(Region pointing data)
▼

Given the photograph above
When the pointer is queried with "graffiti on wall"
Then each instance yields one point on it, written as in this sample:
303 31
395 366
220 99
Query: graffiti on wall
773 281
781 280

▲

Nothing should be left out: repeat all of the data exactly.

Answer section |
Given the photograph above
When the pointer is queried with "graffiti on wall"
Then each instance yields one point on it, written as in this sample:
303 31
395 366
220 99
Query: graffiti on wall
773 281
781 280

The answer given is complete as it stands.